(Stored items)
____

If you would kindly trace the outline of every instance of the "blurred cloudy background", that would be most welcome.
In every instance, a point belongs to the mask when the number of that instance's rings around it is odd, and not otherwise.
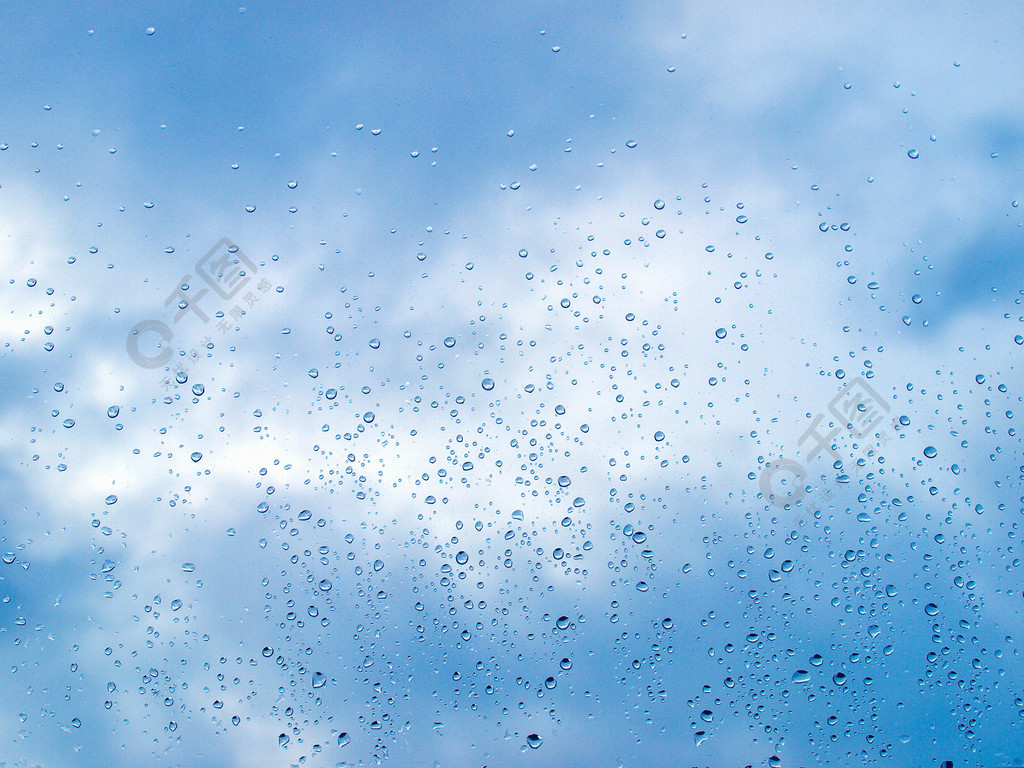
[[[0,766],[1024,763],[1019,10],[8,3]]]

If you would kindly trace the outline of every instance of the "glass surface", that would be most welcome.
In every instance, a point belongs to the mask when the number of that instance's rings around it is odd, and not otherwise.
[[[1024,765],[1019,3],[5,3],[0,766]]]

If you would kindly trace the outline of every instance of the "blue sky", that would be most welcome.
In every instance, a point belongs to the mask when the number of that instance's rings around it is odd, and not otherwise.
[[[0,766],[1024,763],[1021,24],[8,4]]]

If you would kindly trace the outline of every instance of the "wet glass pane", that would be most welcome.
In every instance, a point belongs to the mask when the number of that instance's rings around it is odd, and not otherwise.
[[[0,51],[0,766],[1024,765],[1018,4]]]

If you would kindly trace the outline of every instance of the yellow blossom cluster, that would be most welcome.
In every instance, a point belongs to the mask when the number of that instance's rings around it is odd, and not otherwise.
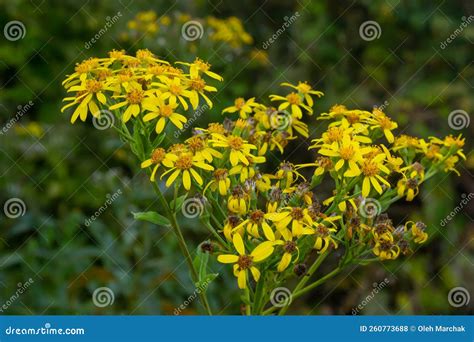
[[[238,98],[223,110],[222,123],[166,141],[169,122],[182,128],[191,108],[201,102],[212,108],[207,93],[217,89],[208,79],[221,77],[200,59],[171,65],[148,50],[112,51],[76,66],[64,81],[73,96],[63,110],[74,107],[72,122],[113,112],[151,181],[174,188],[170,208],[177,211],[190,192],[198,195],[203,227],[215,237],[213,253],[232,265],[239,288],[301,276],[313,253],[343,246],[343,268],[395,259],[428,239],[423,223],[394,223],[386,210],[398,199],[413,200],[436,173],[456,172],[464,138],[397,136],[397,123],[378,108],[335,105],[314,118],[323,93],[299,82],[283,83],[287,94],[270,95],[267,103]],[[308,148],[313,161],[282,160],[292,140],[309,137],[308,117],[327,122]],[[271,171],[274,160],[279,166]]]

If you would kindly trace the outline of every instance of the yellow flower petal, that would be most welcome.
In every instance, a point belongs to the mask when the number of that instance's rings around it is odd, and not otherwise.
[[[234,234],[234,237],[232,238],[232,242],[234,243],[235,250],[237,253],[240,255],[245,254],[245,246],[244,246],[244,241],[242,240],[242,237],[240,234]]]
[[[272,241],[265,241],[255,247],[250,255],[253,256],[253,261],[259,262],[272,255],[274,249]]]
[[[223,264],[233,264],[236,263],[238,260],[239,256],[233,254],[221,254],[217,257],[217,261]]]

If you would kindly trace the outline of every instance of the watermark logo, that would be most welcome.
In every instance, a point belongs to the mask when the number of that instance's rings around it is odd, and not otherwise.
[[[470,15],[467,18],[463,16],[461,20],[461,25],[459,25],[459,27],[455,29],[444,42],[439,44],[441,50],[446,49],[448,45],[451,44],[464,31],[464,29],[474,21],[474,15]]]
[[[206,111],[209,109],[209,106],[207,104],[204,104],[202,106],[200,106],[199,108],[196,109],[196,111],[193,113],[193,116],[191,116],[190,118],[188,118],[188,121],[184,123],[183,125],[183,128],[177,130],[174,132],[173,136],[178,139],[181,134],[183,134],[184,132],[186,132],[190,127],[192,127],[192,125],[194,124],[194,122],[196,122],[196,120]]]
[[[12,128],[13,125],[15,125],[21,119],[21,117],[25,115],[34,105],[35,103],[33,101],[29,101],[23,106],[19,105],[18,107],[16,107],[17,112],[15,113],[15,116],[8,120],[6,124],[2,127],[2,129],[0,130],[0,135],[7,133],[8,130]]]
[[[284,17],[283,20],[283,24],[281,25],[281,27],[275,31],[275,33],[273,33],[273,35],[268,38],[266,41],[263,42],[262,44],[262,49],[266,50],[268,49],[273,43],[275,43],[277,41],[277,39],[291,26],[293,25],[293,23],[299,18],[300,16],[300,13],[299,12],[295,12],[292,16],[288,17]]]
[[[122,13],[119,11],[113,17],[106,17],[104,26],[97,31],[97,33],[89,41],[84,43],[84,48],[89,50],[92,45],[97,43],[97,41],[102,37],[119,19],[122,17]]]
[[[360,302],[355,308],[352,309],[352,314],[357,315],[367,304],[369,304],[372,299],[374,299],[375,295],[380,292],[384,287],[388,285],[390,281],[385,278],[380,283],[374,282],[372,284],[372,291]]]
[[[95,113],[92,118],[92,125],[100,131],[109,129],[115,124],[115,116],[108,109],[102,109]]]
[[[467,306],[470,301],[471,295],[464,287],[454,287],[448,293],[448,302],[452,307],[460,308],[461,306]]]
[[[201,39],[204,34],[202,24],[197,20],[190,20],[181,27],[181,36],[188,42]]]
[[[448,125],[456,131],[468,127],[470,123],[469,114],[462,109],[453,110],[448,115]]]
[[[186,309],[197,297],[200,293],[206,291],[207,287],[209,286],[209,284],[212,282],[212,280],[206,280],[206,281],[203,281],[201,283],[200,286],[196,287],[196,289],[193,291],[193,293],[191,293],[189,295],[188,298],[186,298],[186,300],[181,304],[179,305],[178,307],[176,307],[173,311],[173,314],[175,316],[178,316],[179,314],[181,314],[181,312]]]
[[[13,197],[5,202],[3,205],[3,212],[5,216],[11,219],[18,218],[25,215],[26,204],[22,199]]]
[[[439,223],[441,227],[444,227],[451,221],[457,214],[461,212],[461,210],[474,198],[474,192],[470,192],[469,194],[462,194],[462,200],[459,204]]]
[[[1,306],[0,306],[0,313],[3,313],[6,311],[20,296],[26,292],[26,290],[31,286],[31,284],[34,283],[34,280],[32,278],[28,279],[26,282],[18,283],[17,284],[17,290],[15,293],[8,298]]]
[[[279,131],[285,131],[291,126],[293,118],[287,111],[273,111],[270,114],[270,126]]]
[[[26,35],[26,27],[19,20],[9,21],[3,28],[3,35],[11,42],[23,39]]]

____

• EXERCISE PROMPT:
The data above must be written out again word for word, without its pictures.

• REPLY:
If you would kindly trace the outline of every instance of the "blurred cloudy background", that would be most welcome.
In every instance, a point belongs to the mask when the number of that instance's rings around it is odd, and not otherwise.
[[[0,766],[1024,763],[1019,10],[8,3]]]

If you would kindly trace the outline of every instance of the "glass surface", that would be most welcome.
In every instance, a point belongs to the mask when the number of that instance's rings around it is odd, and not otherwise.
[[[1024,765],[1019,3],[5,3],[0,766]]]

If you would kindly trace the outline of every instance of the "blue sky", that would be most welcome.
In every instance, a point belongs to the mask when the number of that instance's rings around it is odd, and not otherwise.
[[[0,766],[1024,763],[1021,24],[8,4]]]

If you would kindly trace the outline of every instance of the "wet glass pane", that would be most welcome.
In every instance, a point belongs to the mask when the number of that instance's rings around it is odd, and not otherwise.
[[[0,51],[0,766],[1024,765],[1018,4]]]

If you would kindly trace the outline of every instance of the yellow blossom cluster, that would be most welcome.
In every instance, a point belongs to the mask when the number of that instance's rings around it is odd, and not otherwise.
[[[238,98],[223,110],[222,123],[166,141],[169,122],[182,128],[191,108],[201,102],[212,108],[207,93],[217,89],[208,79],[221,77],[200,59],[171,65],[148,50],[112,51],[76,66],[64,81],[73,96],[63,110],[74,107],[72,122],[113,112],[151,181],[174,188],[170,208],[177,211],[190,192],[198,195],[203,227],[215,237],[213,253],[232,265],[239,288],[301,276],[313,253],[343,246],[343,268],[395,259],[428,239],[423,223],[394,223],[386,210],[398,199],[413,200],[436,173],[456,172],[464,138],[397,136],[397,123],[378,108],[335,105],[314,118],[323,93],[299,82],[283,83],[287,94],[270,95],[267,103]],[[308,148],[313,161],[282,160],[292,140],[309,137],[308,117],[327,122]],[[271,171],[274,160],[279,166]]]

If you would kindly trace the outline of every instance of the yellow flower petal, that would be most welcome.
In every instance, a point belongs to the mask when the number of that instance's rings around it is odd, and not otherwise.
[[[234,234],[234,237],[232,238],[232,242],[234,243],[235,250],[237,253],[240,255],[245,254],[245,246],[244,246],[244,241],[242,240],[242,237],[240,234]]]
[[[272,241],[265,241],[255,247],[250,255],[253,256],[253,261],[259,262],[272,255],[274,249]]]
[[[223,264],[233,264],[236,263],[238,260],[239,256],[233,254],[221,254],[217,257],[217,261]]]

If you would kindly trace the outline of every instance of the watermark logo, that would be most welcome.
In every instance, a point belongs to the mask when the number of that instance's rings around it is odd, and not otherwise.
[[[470,15],[467,18],[463,16],[461,20],[461,25],[459,25],[459,27],[455,29],[444,42],[439,44],[441,50],[446,49],[448,45],[451,44],[464,31],[464,29],[474,21],[474,15]]]
[[[206,111],[209,109],[209,106],[207,104],[204,104],[202,106],[200,106],[199,108],[196,109],[196,111],[193,113],[193,116],[191,116],[190,118],[188,118],[188,121],[184,123],[183,125],[183,128],[177,130],[174,132],[173,136],[178,139],[181,134],[183,134],[184,132],[186,132],[190,127],[192,127],[192,125],[194,124],[194,122],[196,122],[196,120]]]
[[[12,128],[13,125],[15,125],[21,119],[21,117],[25,115],[34,105],[35,103],[33,101],[29,101],[23,106],[19,105],[18,107],[16,107],[17,112],[15,113],[15,116],[8,120],[6,124],[2,127],[2,129],[0,130],[0,135],[7,133],[8,130]]]
[[[284,17],[283,20],[283,24],[281,25],[281,27],[275,31],[275,33],[273,33],[273,35],[268,38],[266,41],[263,42],[262,44],[262,49],[266,50],[268,49],[273,43],[275,43],[277,41],[277,39],[291,26],[293,25],[293,23],[299,18],[300,16],[300,13],[299,12],[295,12],[292,16],[288,17]]]
[[[122,13],[119,11],[113,17],[106,17],[104,26],[97,31],[97,33],[89,41],[84,43],[84,48],[89,50],[92,45],[97,43],[97,41],[102,37],[119,19],[122,17]]]
[[[360,302],[355,308],[352,309],[352,314],[357,315],[367,304],[369,304],[372,299],[374,299],[375,295],[380,292],[384,287],[388,285],[390,281],[385,278],[380,283],[374,282],[372,284],[372,291]]]
[[[95,113],[92,118],[92,125],[100,131],[109,129],[115,124],[115,116],[108,109],[102,109]]]
[[[467,306],[470,301],[471,295],[464,287],[454,287],[448,293],[448,302],[452,307],[460,308],[461,306]]]
[[[201,39],[204,34],[202,24],[197,20],[190,20],[181,27],[181,36],[188,42]]]
[[[448,125],[456,131],[468,127],[470,123],[469,114],[462,109],[453,110],[448,115]]]
[[[186,309],[197,297],[200,293],[206,291],[207,287],[209,286],[209,284],[212,282],[212,280],[206,280],[206,281],[203,281],[201,283],[200,286],[196,287],[196,289],[193,291],[193,293],[191,293],[189,295],[188,298],[186,298],[186,300],[181,304],[179,305],[178,307],[176,307],[173,311],[173,314],[175,316],[178,316],[179,314],[181,314],[181,312]]]
[[[13,197],[5,202],[3,205],[3,212],[5,216],[11,219],[18,218],[25,215],[26,204],[22,199]]]
[[[439,223],[441,227],[444,227],[451,221],[457,214],[461,212],[461,210],[474,198],[474,192],[470,192],[469,194],[462,194],[462,200],[459,204]]]
[[[1,306],[0,306],[0,313],[3,313],[6,311],[20,296],[26,292],[26,290],[31,286],[31,284],[34,283],[34,280],[32,278],[28,279],[26,282],[18,283],[17,284],[17,290],[15,293],[8,298]]]
[[[279,131],[285,131],[291,126],[293,118],[287,111],[273,111],[270,114],[270,126]]]
[[[26,35],[26,27],[19,20],[9,21],[3,28],[3,35],[11,42],[23,39]]]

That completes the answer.